- [Activity]:
Write the line that contains "# emit one self-closing" and each one after it, word for word, ending with the final line of the data.

[Stored items]
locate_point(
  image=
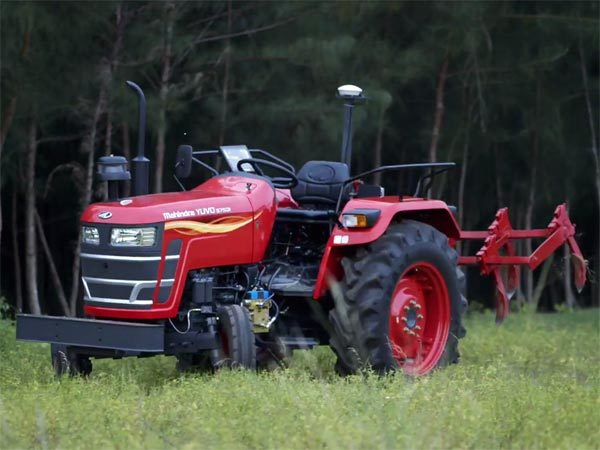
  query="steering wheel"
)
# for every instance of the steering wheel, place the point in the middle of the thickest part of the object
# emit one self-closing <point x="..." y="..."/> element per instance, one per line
<point x="287" y="182"/>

- [Result of the task]:
# emit one self-closing <point x="..." y="..."/> element per instance, one per line
<point x="287" y="182"/>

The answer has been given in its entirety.